9 Haziran 2014 Pazartesi

HER ÖLÜM BİR DİRİLİŞTİR...

Korkularla dolu bir çocukluktu yaşadığımız. Etrafımızdaki her şey tehlikeliydi, bizi koruyacak olanlar her zaman yanımızda olamazdı. Hata yapmamalıydık, hata yaparsak çok büyük zararlar görebilirdik. Rüyalarımızı, hayallerimizi bile kontrol etmeliydik. Korkarak yaşıyorduk, her şeyden korkarak. Yaşamaktan korkmak öğretilmişti bize.
Gençtik ve hata yapmaktan korkmadan yaşamaya karar vermiştik, ama başkalarına göre gençlik başlı başına bir hataydı. Gençlik adına neye sahipsek, ne yaptıysak,  her şey ama her şey. İsteklerimiz saygısızlık, umutlarımız başıbozukluk, yaşama sevincimiz züppelik olarak görülürdü.
Kendimizi güçlü hissettiğimiz, bir kartal gibi kanatlanmaya, artık zirvelere doğru süzülmemiz gerektiğine inandığımız zamanlardı. Ama güçsüz olduğumuza, uçamayacağımıza inandırıldık, kanatlarımız kırıldı hayal kurmayı unutmuş büyükler tarafından.
Hayallerimiz çalındı, çok genç yaşta yüklendi hayatın ağır sorumlulukları sırtımıza. Yaşayamadık gençliğimizi, çocukluğumuzu yaşayamadığımız gibi. Şimdi içimizde bir yerlerde kaybolmuş/ölmüş çocuğu bulmaya/diriltmeye çalışıyoruz. Bütün çocuklarda ve bütün gençlerde onun izlerini arıyoruz, onun ilhamını arıyoruz; onlarda bulursak bizim içimizdekini de buluruz diye. Bize yeniden can verecek, güç verecek, yaşamayı öğretecek tılsım onda gizli. Aramak da sıkıntılı bir yolculuk ama bu yolculuğu da göze almazsak yaşamı anlamamız mümkün olmayacak.
Yolculuk zor, yolculuk korkutucu. Herkesle, her şeyle ve -tabi en zoru- kendimizle hesaplaşmamız gerekiyor. Hesaplaşmanın, savaşmanın sonunda yıkıntıların arasından yeni bir ruh, yeni bir can, yeni bir bahar fışkıracak. Baharımız için kışımızı yaşamamız gerekiyor, ölüp dirilmemiz gerekiyor.

▸ **Gösterilen Veriler**:
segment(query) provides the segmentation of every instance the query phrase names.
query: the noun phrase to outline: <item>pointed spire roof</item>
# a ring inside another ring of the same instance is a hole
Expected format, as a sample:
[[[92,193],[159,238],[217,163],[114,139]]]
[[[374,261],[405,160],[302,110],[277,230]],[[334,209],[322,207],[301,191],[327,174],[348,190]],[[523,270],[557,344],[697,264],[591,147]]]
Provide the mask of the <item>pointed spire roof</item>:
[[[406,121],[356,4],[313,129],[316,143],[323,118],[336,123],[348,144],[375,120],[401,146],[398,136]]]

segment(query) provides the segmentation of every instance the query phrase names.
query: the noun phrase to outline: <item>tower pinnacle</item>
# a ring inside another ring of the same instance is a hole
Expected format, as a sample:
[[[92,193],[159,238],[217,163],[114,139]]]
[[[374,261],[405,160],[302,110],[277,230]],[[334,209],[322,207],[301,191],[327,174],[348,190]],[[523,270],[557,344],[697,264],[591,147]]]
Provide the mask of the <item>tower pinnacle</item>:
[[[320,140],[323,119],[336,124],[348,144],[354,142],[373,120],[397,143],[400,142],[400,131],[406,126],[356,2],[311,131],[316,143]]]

▸ **Yapılacaklar**:
- A) Çocukluk ve gençlik üzerine yazıda "Hayallerimiz çalındı, çok" sözleriyle başlayıp "ölüp dirilmemiz gerekiyor." sözleriyle biten kısmı hiç değiştirmeden yeniden yazın.
- B) Çocukluk ve gençlik üzerine yazının devamını, son cümlesinden sonrasını getirecek şekilde yazın.

▸ **Yanıtlar**:
- A)
Hayallerimiz çalındı, çok genç yaşta yüklendi hayatın ağır sorumlulukları sırtımıza. Yaşayamadık gençliğimizi, çocukluğumuzu yaşayamadığımız gibi. Şimdi içimizde bir yerlerde kaybolmuş/ölmüş çocuğu bulmaya/diriltmeye çalışıyoruz. Bütün çocuklarda ve bütün gençlerde onun izlerini arıyoruz, onun ilhamını arıyoruz; onlarda bulursak bizim içimizdekini de buluruz diye. Bize yeniden can verecek, güç verecek, yaşamayı öğretecek tılsım onda gizli. Aramak da sıkıntılı bir yolculuk ama bu yolculuğu da göze almazsak yaşamı anlamamız mümkün olmayacak.
Yolculuk zor, yolculuk korkutucu. Herkesle, her şeyle ve -tabi en zoru- kendimizle hesaplaşmamız gerekiyor. Hesaplaşmanın, savaşmanın sonunda yıkıntıların arasından yeni bir ruh, yeni bir can, yeni bir bahar fışkıracak. Baharımız için kışımızı yaşamamız gerekiyor, ölüp dirilmemiz gerekiyor.

- B)
Ölüm ne kadar da ağır bir kelime. Oysa ölüm yaşamın kendisi, yaşamın anlamı. Onu gerçekten hatırlayabilsek yeniden yaşayabiliriz. Ölümü unuttuk, onun için yaşamayı da unuttuk. Oysa yaşam ölümle anlaşılır. Ölenlerle yaşamamın anlamını kavrarız. Ölüm hakikat ise yaşam da hakikat.
Ölümü ve yaşamı anlamak için sorduğumuz soruların cevaplarını veremedi büyükler, büyük bir şaşkınlıkla içinde yaşadığımız dünyada bize yol göstereceğine inandığımız büyükler bizi kovdular huzurlarından. Saçma sorularla canlarını çok sıkmadan yanlarından ayrılmamızı istediler. Onların canı sıkılmasın diye biz kendi canımızı sıktık. Sonra anladık ki anlamak istediğimiz ne varsa hayatlarından kovmuştu büyüklerimiz. Ölümü de kovmuşlardı hayatlarından. Ölüm unutulmuştu, ölümün bir anlamı yoktu onların yaşamında. Birinin ölümüyle hatırlanan, mezarlıklarla sınırlı, birkaç ayet ve duaya sıkıştırılmış işlevi olmayan bir şeydi ölüm onlar için.
“Doğumla ölüm başlar, son günümüz ilkin sonucudur.” der Manilius. Ölümü kovan büyüklerim aslında yaşamı da kovmuşlardı farkında olmadan. Ölüm yoktu ve yaşam da yoktu. Yaşamadıklarının farkında bile değillerdi. Ve bize de yaşamamayı öğretiyorlardı; sevmemeyi, hayal kurmamayı, umut etmemeyi. Yeryüzünde kendi varlığından bihaber birer ceset olmayı kim ister? Farkında değillerdi ama her biri birer cesetti. Yaşadıklarını zannediyorlardı ama  hayal kurmayan, sevmeyen, aramayan, sorgulamayan, acıyı ve ölümü hissetmeyen biri yaşıyor olabilir mi hiç?
Ölümü unuttukları için yaşamı da unuttular onlar ve bize de  unutturdular. Ama ölüm, o değişmez ve yaşamın habercisi hakikat kendini her zaman hatırlattı. Elimizde olduğunu sandığımız her şeyi alarak hatırlattı kendini; kendimize gelelim diye, yaşamayı bilelim diye, insanı bilelim, kendimizi bilelim diye.
Unutmamak gerekir aslında her doğum bir ölümdür ve her ölüm bir diriliştir...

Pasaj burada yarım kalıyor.